### SOURCE PASSAGE
# Kid friendly, long lasting sofa recommendations?



## HappyLittleHouse (Jan 27, 2009)

Our sofa is dying and will need to be replaced. It's saggy, stained, smelly, and the multitude of pillows along the back are a pain in the butt to keep looking decent. I'm looking for something sturdy, neutral, easy to clean, and in a classic shape that won't look dated in 10 years. I'd prefer just two back pillows and two seat pillows, or a set back that doesn't have pillows, since they just drive me nuts! And I would prefer not to spend a fortune!

Recommendations?


----------



## annekevdbroek (Jun 5, 2005)

Well... I am going to recommend getting a not-cheap sofa. Wanting a good quality sofa and not spending much are goals that can often be at odds with each other. The construction of the frame, springs, and pillow content will make a big difference in how long the sofa lasts, and in the cost of the sofa. I'd choose a medium dark color that doesn't show dirt and stains easily, and that has a good wear rating (look for the rub test numbers on the fabric). You don't need to get a name brand, and defintely shop when furniture is on sale (the mark-up is like crazy on furniture - ), shop around, check the internet and comparison shop.

### WORK TASK 1
From the sofa thread, list the parts of a sofa's construction that the reply says determine how long it lasts and what it costs.
### WORK TASK 2
Extend the sofa thread with a further reply that picks up after its last post.

### DATA FOR REVIEW
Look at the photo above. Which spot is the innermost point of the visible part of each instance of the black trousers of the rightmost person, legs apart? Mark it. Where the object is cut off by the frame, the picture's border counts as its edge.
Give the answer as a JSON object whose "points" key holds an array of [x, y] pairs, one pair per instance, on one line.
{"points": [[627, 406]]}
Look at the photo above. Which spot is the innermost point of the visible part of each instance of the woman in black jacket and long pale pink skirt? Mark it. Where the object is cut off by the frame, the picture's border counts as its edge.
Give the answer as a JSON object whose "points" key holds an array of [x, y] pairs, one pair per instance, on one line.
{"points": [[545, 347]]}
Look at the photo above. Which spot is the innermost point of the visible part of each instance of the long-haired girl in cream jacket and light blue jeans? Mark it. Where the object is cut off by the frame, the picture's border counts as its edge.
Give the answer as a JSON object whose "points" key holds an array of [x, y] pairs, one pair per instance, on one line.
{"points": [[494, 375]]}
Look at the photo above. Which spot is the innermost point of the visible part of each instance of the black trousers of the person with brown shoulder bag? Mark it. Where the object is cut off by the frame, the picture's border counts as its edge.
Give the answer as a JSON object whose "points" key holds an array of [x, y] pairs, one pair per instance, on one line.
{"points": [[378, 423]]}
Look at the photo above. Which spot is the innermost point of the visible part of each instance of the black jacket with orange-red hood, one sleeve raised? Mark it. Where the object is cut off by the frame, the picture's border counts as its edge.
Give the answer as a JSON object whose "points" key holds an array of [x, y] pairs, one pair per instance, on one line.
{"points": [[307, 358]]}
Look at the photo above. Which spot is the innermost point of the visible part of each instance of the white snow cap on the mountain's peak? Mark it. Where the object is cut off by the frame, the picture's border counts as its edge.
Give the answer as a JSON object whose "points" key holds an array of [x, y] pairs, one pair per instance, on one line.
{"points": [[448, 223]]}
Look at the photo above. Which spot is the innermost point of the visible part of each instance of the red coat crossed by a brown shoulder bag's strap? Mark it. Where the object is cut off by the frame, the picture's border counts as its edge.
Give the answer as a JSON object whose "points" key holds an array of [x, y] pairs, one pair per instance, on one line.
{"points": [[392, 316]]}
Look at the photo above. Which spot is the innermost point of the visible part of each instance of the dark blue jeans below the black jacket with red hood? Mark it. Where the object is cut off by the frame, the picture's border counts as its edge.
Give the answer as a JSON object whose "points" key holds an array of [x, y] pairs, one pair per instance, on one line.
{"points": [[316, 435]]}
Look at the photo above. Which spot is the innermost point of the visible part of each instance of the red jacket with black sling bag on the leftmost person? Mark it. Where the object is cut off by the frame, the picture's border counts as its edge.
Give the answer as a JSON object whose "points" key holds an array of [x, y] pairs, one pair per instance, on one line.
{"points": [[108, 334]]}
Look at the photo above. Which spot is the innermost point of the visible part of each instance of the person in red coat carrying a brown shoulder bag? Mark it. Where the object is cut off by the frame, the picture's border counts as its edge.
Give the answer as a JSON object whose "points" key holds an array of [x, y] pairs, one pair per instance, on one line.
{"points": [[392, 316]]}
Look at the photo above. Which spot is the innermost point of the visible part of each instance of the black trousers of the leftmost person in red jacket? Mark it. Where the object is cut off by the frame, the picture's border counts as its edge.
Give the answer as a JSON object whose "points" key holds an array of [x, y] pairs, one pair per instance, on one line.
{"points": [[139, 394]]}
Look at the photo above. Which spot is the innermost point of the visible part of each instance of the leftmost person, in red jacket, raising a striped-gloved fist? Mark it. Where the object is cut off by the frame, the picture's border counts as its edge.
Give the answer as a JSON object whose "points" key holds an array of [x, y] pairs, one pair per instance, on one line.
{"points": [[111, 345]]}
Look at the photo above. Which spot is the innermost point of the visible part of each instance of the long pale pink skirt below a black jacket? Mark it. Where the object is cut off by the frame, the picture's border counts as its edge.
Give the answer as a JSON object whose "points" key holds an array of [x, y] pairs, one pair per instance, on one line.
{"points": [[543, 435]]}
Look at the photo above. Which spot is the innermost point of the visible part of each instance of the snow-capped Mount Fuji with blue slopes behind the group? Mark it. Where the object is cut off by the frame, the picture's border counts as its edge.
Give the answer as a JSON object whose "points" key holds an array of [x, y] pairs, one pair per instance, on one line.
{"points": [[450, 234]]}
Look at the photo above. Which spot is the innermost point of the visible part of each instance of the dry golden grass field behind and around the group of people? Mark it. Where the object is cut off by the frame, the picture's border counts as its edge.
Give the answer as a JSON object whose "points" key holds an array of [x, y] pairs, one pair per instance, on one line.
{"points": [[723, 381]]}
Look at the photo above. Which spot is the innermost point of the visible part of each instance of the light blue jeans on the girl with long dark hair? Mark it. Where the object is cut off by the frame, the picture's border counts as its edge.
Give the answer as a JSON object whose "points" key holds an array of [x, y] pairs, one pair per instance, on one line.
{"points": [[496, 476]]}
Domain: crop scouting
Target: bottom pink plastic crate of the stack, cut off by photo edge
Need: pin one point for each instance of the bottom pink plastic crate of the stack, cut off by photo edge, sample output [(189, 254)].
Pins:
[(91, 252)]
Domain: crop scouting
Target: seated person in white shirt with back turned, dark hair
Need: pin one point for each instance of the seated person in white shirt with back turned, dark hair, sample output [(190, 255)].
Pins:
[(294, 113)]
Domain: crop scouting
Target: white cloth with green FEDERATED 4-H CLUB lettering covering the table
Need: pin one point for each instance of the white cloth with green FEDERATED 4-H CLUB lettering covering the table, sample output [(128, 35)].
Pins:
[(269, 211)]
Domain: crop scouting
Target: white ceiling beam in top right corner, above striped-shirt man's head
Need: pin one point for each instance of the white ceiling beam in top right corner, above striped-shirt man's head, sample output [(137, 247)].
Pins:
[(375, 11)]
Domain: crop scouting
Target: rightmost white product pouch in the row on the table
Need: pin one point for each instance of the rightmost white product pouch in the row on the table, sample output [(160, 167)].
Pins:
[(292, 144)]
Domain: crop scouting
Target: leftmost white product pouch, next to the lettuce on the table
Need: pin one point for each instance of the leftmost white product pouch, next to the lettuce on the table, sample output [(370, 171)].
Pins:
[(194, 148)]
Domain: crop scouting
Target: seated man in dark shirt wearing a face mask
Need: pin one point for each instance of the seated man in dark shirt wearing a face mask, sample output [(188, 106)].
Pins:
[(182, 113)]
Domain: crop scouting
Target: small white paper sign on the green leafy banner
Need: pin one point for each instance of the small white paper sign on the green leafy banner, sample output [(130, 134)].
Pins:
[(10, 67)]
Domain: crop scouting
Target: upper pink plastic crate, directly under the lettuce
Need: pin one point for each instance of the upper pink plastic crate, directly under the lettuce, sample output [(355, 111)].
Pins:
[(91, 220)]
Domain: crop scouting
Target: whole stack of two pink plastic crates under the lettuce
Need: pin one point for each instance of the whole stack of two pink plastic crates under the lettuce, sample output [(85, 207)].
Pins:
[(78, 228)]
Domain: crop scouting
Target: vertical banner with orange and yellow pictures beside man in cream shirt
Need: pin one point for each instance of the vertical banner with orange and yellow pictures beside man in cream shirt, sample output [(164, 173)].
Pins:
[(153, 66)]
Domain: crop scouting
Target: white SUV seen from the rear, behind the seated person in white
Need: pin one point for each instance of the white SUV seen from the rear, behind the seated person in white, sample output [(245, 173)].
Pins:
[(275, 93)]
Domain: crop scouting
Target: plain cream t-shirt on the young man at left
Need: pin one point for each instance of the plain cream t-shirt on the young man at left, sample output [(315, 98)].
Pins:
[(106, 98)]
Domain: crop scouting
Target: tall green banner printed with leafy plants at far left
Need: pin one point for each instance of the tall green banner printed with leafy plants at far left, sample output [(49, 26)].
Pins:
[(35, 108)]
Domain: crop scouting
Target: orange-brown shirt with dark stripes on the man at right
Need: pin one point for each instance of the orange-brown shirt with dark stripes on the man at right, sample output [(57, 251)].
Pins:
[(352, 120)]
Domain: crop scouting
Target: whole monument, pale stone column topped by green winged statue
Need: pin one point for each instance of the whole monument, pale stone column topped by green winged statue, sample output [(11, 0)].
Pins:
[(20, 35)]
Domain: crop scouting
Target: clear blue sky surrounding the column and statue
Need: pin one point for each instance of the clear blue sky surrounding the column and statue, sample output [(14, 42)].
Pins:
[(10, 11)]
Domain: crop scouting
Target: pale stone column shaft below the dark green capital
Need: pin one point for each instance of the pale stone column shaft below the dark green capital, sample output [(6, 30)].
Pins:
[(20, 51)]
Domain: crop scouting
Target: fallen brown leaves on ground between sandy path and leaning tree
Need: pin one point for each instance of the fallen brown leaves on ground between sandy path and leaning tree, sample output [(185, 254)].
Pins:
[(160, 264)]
==
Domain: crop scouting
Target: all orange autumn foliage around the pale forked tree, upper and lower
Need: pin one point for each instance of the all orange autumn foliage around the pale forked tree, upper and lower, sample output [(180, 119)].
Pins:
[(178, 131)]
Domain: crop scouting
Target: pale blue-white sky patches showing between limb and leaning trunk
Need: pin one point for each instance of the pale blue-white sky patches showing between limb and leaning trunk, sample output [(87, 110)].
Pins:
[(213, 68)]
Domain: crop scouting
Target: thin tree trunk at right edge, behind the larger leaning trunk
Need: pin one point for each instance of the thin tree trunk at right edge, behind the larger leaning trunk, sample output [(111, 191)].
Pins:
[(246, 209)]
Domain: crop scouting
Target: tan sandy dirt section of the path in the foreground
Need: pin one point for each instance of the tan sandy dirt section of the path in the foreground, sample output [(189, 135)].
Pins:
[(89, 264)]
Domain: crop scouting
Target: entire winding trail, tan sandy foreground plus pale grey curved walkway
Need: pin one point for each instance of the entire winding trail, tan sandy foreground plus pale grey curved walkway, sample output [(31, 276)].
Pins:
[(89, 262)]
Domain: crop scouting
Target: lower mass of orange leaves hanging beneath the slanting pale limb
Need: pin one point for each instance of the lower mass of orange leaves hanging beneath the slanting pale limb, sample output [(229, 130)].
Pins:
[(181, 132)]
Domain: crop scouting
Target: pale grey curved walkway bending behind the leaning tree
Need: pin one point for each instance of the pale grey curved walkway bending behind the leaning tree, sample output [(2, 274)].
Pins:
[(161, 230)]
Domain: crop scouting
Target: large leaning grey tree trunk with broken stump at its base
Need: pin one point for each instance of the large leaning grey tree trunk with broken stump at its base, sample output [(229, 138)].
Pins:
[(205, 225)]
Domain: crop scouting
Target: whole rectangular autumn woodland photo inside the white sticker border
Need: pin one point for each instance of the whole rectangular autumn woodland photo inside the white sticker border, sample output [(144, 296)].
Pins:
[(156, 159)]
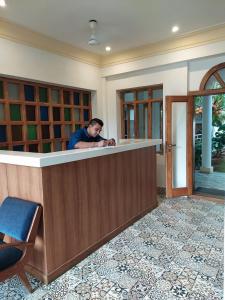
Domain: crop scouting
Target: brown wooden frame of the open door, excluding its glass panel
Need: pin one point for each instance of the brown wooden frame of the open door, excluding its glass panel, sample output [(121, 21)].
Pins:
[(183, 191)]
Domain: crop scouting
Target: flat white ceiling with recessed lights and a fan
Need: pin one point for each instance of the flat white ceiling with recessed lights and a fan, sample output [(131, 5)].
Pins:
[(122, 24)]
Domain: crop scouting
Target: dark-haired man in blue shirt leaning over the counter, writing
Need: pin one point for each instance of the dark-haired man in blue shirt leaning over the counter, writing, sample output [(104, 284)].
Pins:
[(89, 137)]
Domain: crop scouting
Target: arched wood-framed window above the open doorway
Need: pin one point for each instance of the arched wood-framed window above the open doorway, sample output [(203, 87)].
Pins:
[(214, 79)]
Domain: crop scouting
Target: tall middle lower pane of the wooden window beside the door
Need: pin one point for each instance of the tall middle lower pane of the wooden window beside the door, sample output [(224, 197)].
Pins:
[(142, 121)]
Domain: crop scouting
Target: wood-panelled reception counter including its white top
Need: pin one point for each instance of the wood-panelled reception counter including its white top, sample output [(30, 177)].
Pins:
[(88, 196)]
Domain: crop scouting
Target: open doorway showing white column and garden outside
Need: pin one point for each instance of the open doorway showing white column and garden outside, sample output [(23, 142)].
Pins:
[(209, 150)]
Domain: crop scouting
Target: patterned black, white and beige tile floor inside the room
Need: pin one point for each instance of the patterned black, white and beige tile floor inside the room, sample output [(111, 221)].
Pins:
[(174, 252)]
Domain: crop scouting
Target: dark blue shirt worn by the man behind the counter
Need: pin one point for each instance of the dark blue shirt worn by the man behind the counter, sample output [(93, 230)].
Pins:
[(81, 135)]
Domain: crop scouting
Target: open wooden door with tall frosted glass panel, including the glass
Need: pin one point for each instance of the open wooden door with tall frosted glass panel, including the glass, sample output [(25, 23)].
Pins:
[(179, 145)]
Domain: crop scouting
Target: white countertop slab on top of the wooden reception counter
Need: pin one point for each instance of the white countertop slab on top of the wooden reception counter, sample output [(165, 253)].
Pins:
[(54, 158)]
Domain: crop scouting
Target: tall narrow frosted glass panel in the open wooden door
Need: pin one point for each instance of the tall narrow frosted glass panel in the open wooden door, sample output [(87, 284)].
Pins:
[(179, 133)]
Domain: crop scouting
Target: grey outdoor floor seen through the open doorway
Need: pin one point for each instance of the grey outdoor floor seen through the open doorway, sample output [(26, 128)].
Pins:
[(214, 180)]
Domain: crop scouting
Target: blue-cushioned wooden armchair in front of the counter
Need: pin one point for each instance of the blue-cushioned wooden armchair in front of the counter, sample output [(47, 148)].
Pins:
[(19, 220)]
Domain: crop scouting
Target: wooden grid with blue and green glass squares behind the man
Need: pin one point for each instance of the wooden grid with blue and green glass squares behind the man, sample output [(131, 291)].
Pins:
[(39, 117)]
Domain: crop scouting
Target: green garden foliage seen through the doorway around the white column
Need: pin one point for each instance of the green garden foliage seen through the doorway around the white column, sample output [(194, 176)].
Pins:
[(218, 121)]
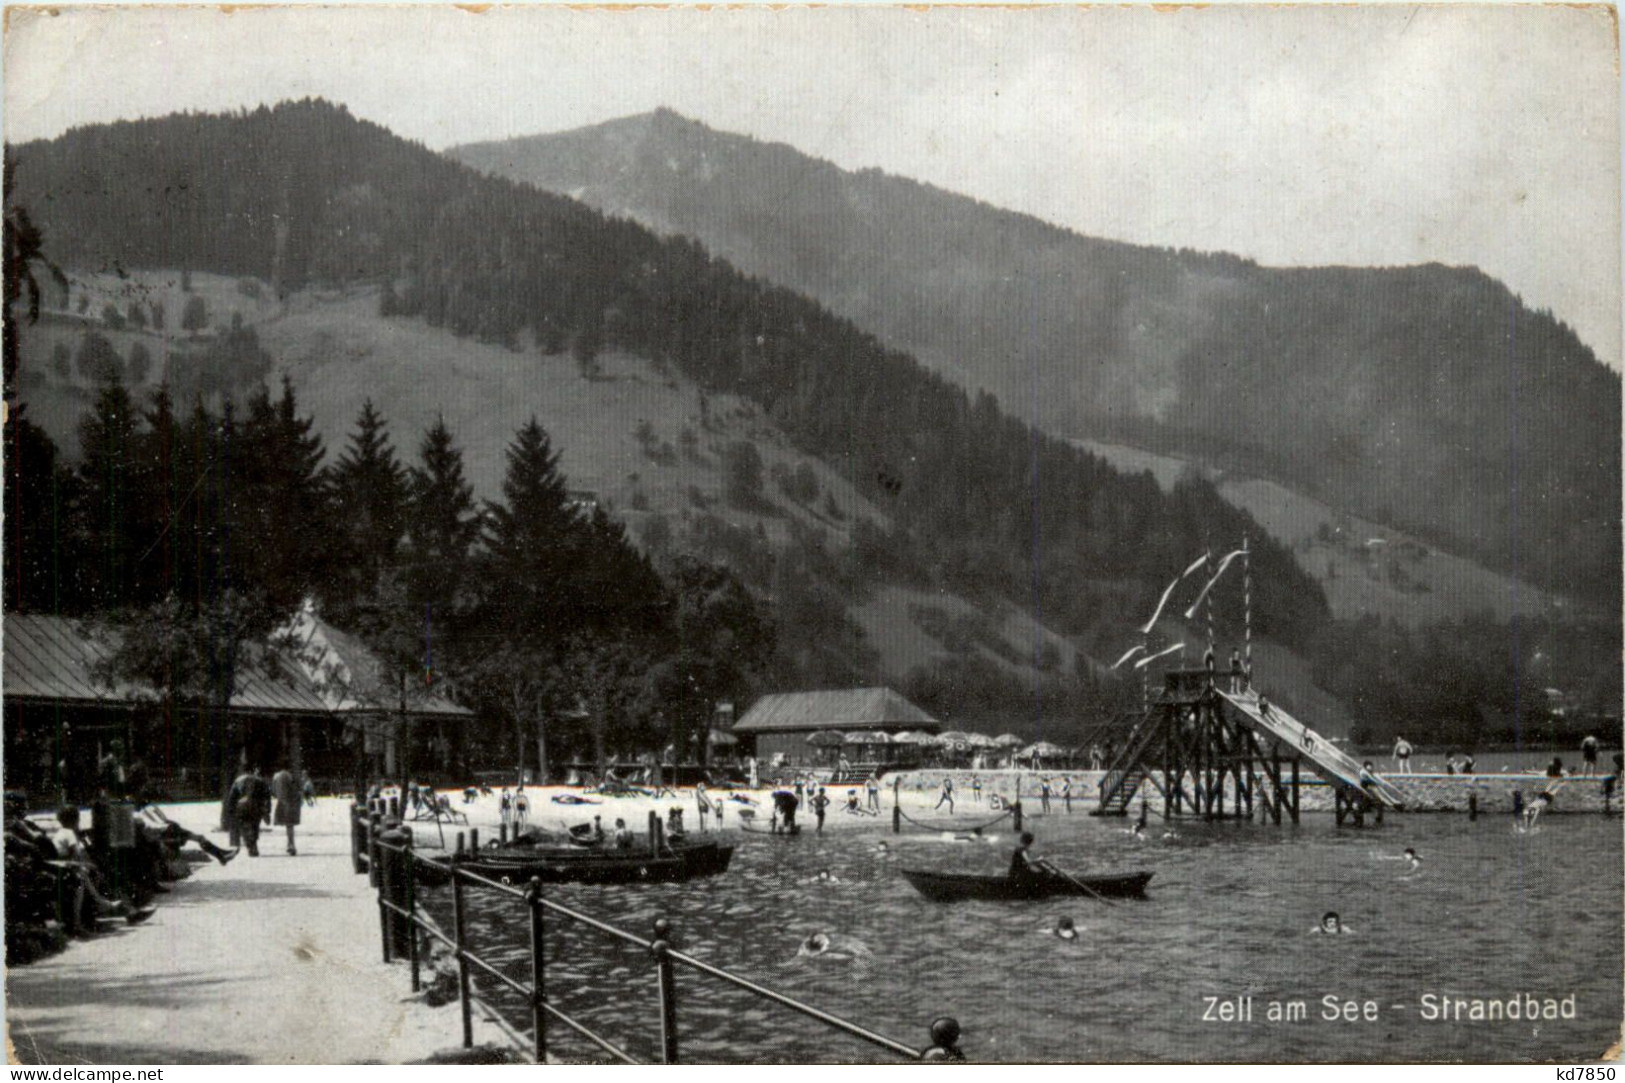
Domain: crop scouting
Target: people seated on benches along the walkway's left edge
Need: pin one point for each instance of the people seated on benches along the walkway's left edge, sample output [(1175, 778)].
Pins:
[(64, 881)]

### WRITTEN RESPONSE 1
- The frame
- The springs
- The pillow content

### WRITTEN RESPONSE 2
We have a Mitchell Gold sofa sectional. It was hugely expensive. I mean, obcenely expensive. 5000 maybe. Its been 10 years since we bought it. It still looks new. We have two kids and 2 cats (used to be 4 cats and no kids). Some day I'll have it recovered. I will never *need* a new sofa though.

You don't need to spend 5000 for a good sofa... but I'd guess that 2000 is probably what is needed to put you in the ballpark. The other option is looking for a very well made used sofa at a thrift store and getting it recovered. Though, upholstery costs can often exceed the cost of a new sofa anyhow. I did this for some dining room chairs and bought the fabric from ebay - it was commercial grade fabric (much sturdier than residential garde upholstery fabric) and then found a guy who usually upholstered automotive seats in his garage to do the sewing. The savings between his cost and using my fabric vs. a fabric/upholsterer store was over $250 per chair.


----------



## Drummer's Wife (Jun 5, 2005)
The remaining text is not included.